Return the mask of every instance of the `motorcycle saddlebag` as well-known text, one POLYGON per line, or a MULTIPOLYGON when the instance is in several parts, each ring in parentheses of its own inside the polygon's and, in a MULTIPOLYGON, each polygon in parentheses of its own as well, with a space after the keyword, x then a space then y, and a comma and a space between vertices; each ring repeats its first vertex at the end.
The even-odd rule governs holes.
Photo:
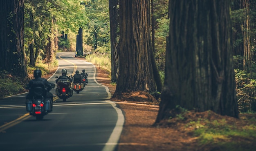
POLYGON ((26 109, 27 111, 30 112, 32 111, 32 101, 29 100, 26 100, 26 109))
POLYGON ((81 89, 83 89, 83 86, 84 86, 83 83, 81 83, 80 84, 80 85, 81 86, 81 89))
POLYGON ((44 102, 45 102, 45 110, 48 112, 52 110, 52 109, 51 109, 52 107, 50 100, 47 99, 44 102))
POLYGON ((60 95, 61 94, 60 93, 60 92, 58 91, 58 89, 59 89, 59 88, 56 88, 56 90, 55 90, 55 94, 56 94, 56 95, 59 97, 60 96, 60 95))

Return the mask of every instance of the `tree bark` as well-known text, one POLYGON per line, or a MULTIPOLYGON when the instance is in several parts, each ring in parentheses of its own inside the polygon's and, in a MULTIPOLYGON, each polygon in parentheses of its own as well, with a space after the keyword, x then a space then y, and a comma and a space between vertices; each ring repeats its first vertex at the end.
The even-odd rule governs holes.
------------------------------------------------
:: Set task ::
Give every line of the rows above as a Markdown table with the columns Number and Line text, numbering the lines in order and leaving out blank lines. Omit the pictures from the table.

:: Complete response ::
| Number | Line text |
|---|---|
| 1 | Return the mask of every instance of the `motorcycle saddlebag` as well-known text, one POLYGON per line, or a MULTIPOLYGON when the instance is in several parts, each ring in parentheses of its own inside the polygon's and, in a MULTIPOLYGON, each polygon in parentheses of its own as well, with a space after the keyword, x then a space then y, and a comma and a space between vertices; each ring repeats its first vertex at the end. |
| 2 | The even-odd rule governs holes. |
| 3 | Photo: |
| 4 | POLYGON ((26 109, 27 111, 30 112, 32 111, 32 101, 29 100, 26 100, 26 109)) |
| 5 | POLYGON ((81 89, 83 89, 83 86, 84 86, 83 83, 81 83, 80 84, 80 85, 81 86, 81 89)) |
| 6 | POLYGON ((44 102, 45 102, 45 110, 48 112, 52 110, 52 109, 51 109, 52 107, 50 100, 47 99, 44 102)) |
| 7 | POLYGON ((60 95, 61 94, 60 93, 60 92, 58 91, 58 89, 59 89, 59 88, 56 88, 56 90, 55 90, 55 94, 56 94, 56 95, 59 97, 60 96, 60 95)) |
| 8 | Return the mask of every instance of the `tree bark` as well-known text, one POLYGON per line, or a MULTIPOLYGON when the instance is in several parts, each ring in parentheses of its own inside the polygon's and, in a MULTIPOLYGON, each polygon in parentheses of its own as well, with a space after the keyword, x then a space then y, and a comma and a space between vertices; each ring repeats its first vertex at the end. |
| 9 | The even-odd rule governs holes. |